◆ **Quoted passage**:
Sunshine And Shadow In Spain

(via The Outline of Art) William Orpen writes:

The time between his return to Madrid and his departure in 1649 for a second visit to Italy was the happiest period in the life both of Velazquez and of Philip. Daily the artist advanced in the mastery of his art and in the esteem of his sovereign. R A M Stevenson has pointed out that:

Like Rembrandt, who never ceased to paint his own portrait, Velazquez studied one model, from youth to age, with unalterable patience and and ever-fresh inspiration. He could look at the king’s well-known head with a renewed interest, as he went deeper into the mystery of eyesight, and became better informed as to the effects of real light.

Owing to fires and other accidents many of these portraits of Philip have been lost, but twenty six exist to this day: and they are all different. If we follow the development of the painter’s art in these portraits of Philip IV—and nearly a dozen are in England—we shall see the slow transformation of a face, through a hard realism of feature and detail, to the soft, atmospheric impressionism of the final portraits. The bust portrait of ‘Philip IV: Old’ in the National Gallery, London, is a superb example of the painter’s last manner and of the way in which he could steep a whole canvas equally in a soft envelope of light.

◆ **Task input**:

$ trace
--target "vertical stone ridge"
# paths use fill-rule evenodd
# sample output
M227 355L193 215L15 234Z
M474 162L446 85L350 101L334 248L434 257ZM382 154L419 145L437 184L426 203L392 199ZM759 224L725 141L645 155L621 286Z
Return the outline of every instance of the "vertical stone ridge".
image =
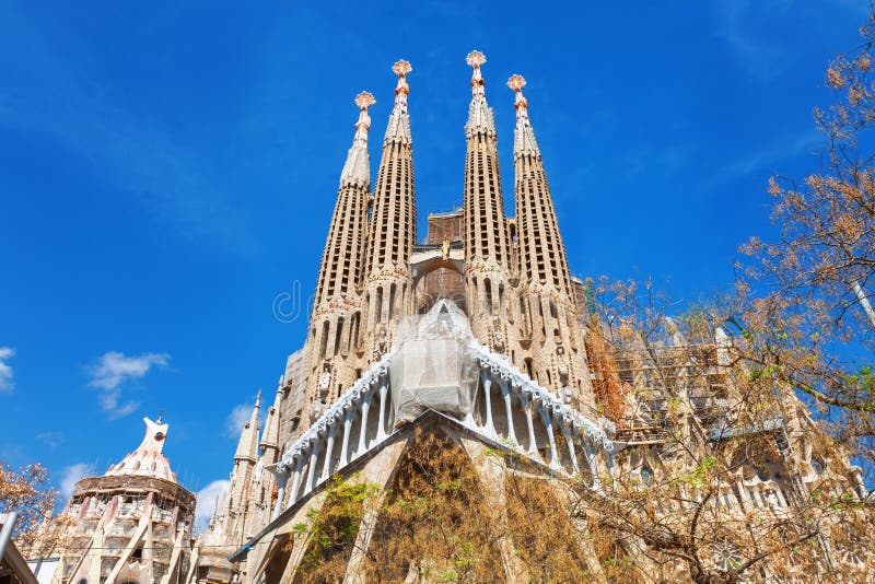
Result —
M516 96L513 159L520 280L521 284L552 288L570 302L571 277L565 247L559 233L540 149L528 118L528 101L523 95L525 84L521 75L513 75L508 81Z
M416 191L407 96L410 63L397 61L395 104L389 115L373 195L368 261L362 277L362 350L368 362L392 346L395 324L411 305L410 255L416 242Z
M501 192L498 139L480 70L486 56L474 50L466 62L472 69L471 102L465 125L463 197L466 303L474 334L491 349L504 352L511 246Z

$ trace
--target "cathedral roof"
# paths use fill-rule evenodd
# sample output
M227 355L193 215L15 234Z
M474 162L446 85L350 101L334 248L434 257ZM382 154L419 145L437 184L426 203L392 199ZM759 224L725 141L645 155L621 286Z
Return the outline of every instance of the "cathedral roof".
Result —
M176 482L176 475L171 470L171 463L162 454L164 441L167 437L168 424L153 422L143 418L145 435L136 451L129 453L120 463L110 466L106 471L107 477L154 477L158 479Z

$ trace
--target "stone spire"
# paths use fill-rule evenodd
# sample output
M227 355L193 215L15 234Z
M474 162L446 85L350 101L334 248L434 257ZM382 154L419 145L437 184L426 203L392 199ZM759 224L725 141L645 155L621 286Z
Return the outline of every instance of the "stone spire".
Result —
M279 387L277 387L277 397L273 400L273 407L267 410L267 419L265 420L265 431L261 432L261 455L267 456L267 464L276 463L277 453L280 446L280 405L282 404L282 377L280 377Z
M160 423L160 418L158 422L143 418L143 422L145 435L140 445L120 463L109 467L106 476L155 477L176 482L176 475L171 470L170 460L162 454L170 425Z
M355 293L368 221L368 189L371 188L371 162L368 155L371 118L368 108L374 103L374 96L366 91L355 97L359 120L355 122L352 147L340 173L340 188L316 283L316 313L326 311L327 304L337 296Z
M369 359L380 347L390 346L394 323L409 305L410 254L416 241L417 217L413 189L413 156L407 96L410 63L400 60L392 68L398 75L395 105L389 115L383 155L374 189L371 227L368 237L368 264L364 271L364 307L368 325ZM375 340L380 337L380 340Z
M366 91L355 96L359 106L359 121L355 122L355 136L340 173L340 188L348 185L371 188L371 157L368 155L368 130L371 129L371 117L368 108L376 103L374 96Z
M516 95L513 159L520 281L529 287L552 288L553 292L570 299L571 277L565 247L559 233L540 149L528 118L528 102L523 95L525 84L521 75L513 75L508 81L508 86Z
M486 55L479 50L468 54L465 61L474 69L471 73L471 104L468 107L468 122L465 125L465 135L482 131L495 137L495 119L492 108L486 103L486 81L480 72L480 66L486 62Z
M240 442L237 443L237 452L234 454L234 460L252 460L254 463L258 459L258 410L260 407L261 390L259 389L258 396L255 398L253 416L243 427L243 432L240 434Z
M386 126L385 141L406 140L410 141L410 114L407 112L407 95L410 93L410 85L407 84L407 73L413 68L404 59L397 61L392 71L398 75L398 84L395 86L395 105L389 115L389 124Z
M510 293L511 245L501 194L495 122L480 71L486 56L474 50L466 61L474 69L465 125L463 189L466 300L475 335L493 350L504 351L502 316L506 315Z

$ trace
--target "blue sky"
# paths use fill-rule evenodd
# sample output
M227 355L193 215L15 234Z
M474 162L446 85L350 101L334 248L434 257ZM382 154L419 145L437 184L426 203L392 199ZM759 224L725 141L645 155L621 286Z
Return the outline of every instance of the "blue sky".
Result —
M259 387L272 399L304 337L305 312L271 307L314 288L352 98L377 98L375 166L397 58L420 225L462 200L478 48L505 188L504 82L528 81L572 271L696 300L771 233L768 176L816 168L824 69L866 16L864 0L176 4L0 2L0 459L58 484L120 459L161 409L180 479L226 478L229 419Z

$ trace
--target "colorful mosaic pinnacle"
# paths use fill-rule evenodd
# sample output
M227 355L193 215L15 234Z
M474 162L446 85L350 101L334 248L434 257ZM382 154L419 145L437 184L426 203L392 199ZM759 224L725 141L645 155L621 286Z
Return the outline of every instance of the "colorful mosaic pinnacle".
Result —
M477 69L478 67L480 67L486 62L486 55L483 55L479 50L472 50L465 58L465 62Z
M359 109L368 109L375 103L376 100L374 98L374 95L371 92L363 91L355 96L355 105L359 106Z

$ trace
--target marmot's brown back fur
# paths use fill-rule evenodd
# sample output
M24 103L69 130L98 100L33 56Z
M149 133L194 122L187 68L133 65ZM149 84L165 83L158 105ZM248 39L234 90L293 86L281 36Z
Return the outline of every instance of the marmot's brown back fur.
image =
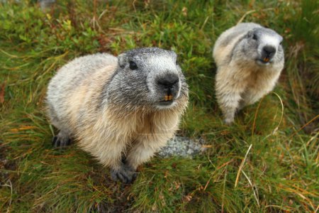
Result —
M188 87L175 53L141 48L71 61L51 80L47 103L60 130L56 146L75 138L111 167L113 180L130 182L137 167L173 136Z
M216 91L226 124L273 89L284 68L281 41L275 31L254 23L240 23L217 39Z

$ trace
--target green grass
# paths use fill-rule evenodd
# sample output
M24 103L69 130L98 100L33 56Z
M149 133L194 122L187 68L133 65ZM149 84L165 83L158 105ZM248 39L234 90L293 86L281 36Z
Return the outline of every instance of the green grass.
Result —
M9 1L0 3L0 212L318 211L318 1L73 0L47 13L36 1ZM275 93L227 126L212 47L240 20L281 34L286 65ZM142 46L179 54L191 89L179 133L209 148L191 160L155 157L123 185L76 145L52 148L43 99L68 60Z

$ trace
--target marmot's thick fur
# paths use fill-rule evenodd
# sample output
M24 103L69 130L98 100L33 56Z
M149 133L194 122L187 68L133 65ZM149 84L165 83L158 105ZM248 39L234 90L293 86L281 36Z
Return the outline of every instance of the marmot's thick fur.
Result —
M283 38L254 23L240 23L223 33L213 56L218 70L216 97L225 122L236 111L272 91L284 68Z
M56 146L79 146L130 182L137 167L178 128L188 87L173 51L146 48L116 58L95 54L63 66L47 90Z

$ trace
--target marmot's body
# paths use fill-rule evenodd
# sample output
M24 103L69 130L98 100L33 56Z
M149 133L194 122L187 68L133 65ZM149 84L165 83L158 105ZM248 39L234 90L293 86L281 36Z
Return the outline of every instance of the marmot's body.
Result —
M273 89L284 68L281 41L275 31L253 23L240 23L218 38L216 91L226 124L233 122L236 111Z
M55 146L74 138L129 182L177 129L188 88L175 53L141 48L71 61L50 81L47 102Z

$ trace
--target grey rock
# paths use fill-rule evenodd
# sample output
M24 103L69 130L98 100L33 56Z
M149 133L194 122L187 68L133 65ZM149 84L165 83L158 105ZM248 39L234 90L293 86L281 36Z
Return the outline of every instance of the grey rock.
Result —
M191 158L206 150L202 138L194 141L186 137L175 136L167 141L167 146L163 147L157 155L162 158L179 156Z

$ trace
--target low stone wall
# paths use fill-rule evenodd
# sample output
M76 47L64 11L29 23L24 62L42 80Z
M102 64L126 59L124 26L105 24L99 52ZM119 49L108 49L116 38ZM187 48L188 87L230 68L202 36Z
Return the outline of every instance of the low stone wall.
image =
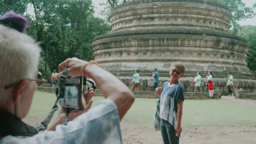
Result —
M256 99L256 94L246 94L244 91L235 91L235 98Z
M43 92L55 93L56 88L44 86L37 86L37 91ZM133 94L136 98L157 98L157 95L154 92L144 91L132 91ZM97 96L103 96L99 89L95 90L95 95ZM255 94L256 95L256 94ZM213 94L214 98L221 98L221 91L214 91ZM209 93L185 92L185 99L207 99L210 98Z
M121 81L131 89L132 78L128 77L118 77ZM193 83L193 78L180 79L180 82L183 86L185 92L193 92L195 90ZM169 77L160 77L158 86L162 86L163 83L170 80ZM204 92L205 88L206 79L202 78L200 92ZM225 79L213 79L213 86L214 90L220 91L222 95L228 95L228 88L226 86L227 80ZM143 91L153 91L153 78L151 77L140 77L140 89ZM245 91L248 94L256 94L256 80L234 80L234 88L232 91Z
M157 98L156 94L154 92L144 91L132 91L132 93L136 98ZM220 91L214 91L214 98L221 98ZM99 89L95 91L95 95L102 96L102 94ZM185 99L207 99L210 98L209 93L185 92Z
M256 94L246 94L246 98L256 99Z

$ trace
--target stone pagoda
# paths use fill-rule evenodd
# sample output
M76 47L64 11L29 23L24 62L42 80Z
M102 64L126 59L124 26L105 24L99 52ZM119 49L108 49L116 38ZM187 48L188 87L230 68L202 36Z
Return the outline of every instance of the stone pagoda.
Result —
M179 61L186 67L180 82L186 92L193 91L191 77L196 71L204 77L210 71L214 89L224 94L228 72L236 89L256 93L256 78L246 62L249 46L244 38L229 33L231 16L227 7L206 0L125 3L110 13L111 32L94 39L95 59L128 85L139 70L144 91L152 89L153 68L162 77L161 86L170 78L170 64Z

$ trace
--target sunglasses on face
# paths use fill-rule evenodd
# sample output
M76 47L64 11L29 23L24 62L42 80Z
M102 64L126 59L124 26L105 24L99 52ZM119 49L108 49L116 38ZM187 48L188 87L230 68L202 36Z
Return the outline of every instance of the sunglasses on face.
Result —
M4 89L8 89L12 87L12 86L18 84L18 83L21 82L22 81L25 80L32 80L32 81L36 81L36 82L40 82L41 83L45 83L47 82L46 80L43 79L43 74L42 73L40 72L39 71L38 73L37 74L37 77L36 79L22 79L22 80L19 80L18 81L17 81L13 83L10 85L6 85L5 86L4 86Z
M175 69L170 69L170 70L171 71L171 72L173 73L175 73L175 72L176 72L176 74L180 74L181 73L182 73L182 72L180 71L176 70L175 70Z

◆ **Short exercise A**:
Could you echo the part of the passage on Velazquez that opens with the words containing "Like Rembrandt, who" and closes with "of real light."?
◆ **Short exercise B**:
Could you duplicate, line for line, the rows from their very first line through the line containing "M176 482L176 475L171", with both ends included and the pictures left out?

◆ **Complete response A**:
Like Rembrandt, who never ceased to paint his own portrait, Velazquez studied one model, from youth to age, with unalterable patience and and ever-fresh inspiration. He could look at the king’s well-known head with a renewed interest, as he went deeper into the mystery of eyesight, and became better informed as to the effects of real light.

◆ **Complete response B**:
$ trace
--target "vertical stone ridge"
# paths use fill-rule evenodd
# sample output
M227 355L193 215L15 234Z
M474 162L446 85L350 101L334 248L434 257ZM382 154L419 145L437 184L426 203L392 199ZM759 224L725 141L645 155L621 286Z
Return the outline of every instance of the "vertical stone ridge".
image =
Result —
M516 96L513 159L520 280L521 284L552 288L570 302L571 277L565 247L559 233L540 149L528 118L528 101L523 95L525 84L521 75L513 75L508 81Z
M416 191L407 96L410 63L397 61L395 104L389 115L373 195L368 261L362 277L362 350L368 362L392 346L395 324L411 305L410 255L416 242Z
M501 192L498 139L480 70L486 56L474 50L466 62L472 69L471 102L465 125L463 197L466 303L474 334L491 349L504 352L511 246Z

$ trace
--target "cathedral roof"
# paths use fill-rule evenodd
# sample output
M227 355L193 215L15 234Z
M474 162L446 85L350 101L334 248L434 257ZM382 154L419 145L437 184L426 203L392 199ZM759 224L725 141L645 155L621 286Z
Return the outline of every instance of the "cathedral roof".
Result —
M176 482L176 475L171 470L171 463L162 454L164 441L167 437L168 424L153 422L143 418L145 435L136 451L129 453L120 463L110 466L106 471L107 477L154 477L158 479Z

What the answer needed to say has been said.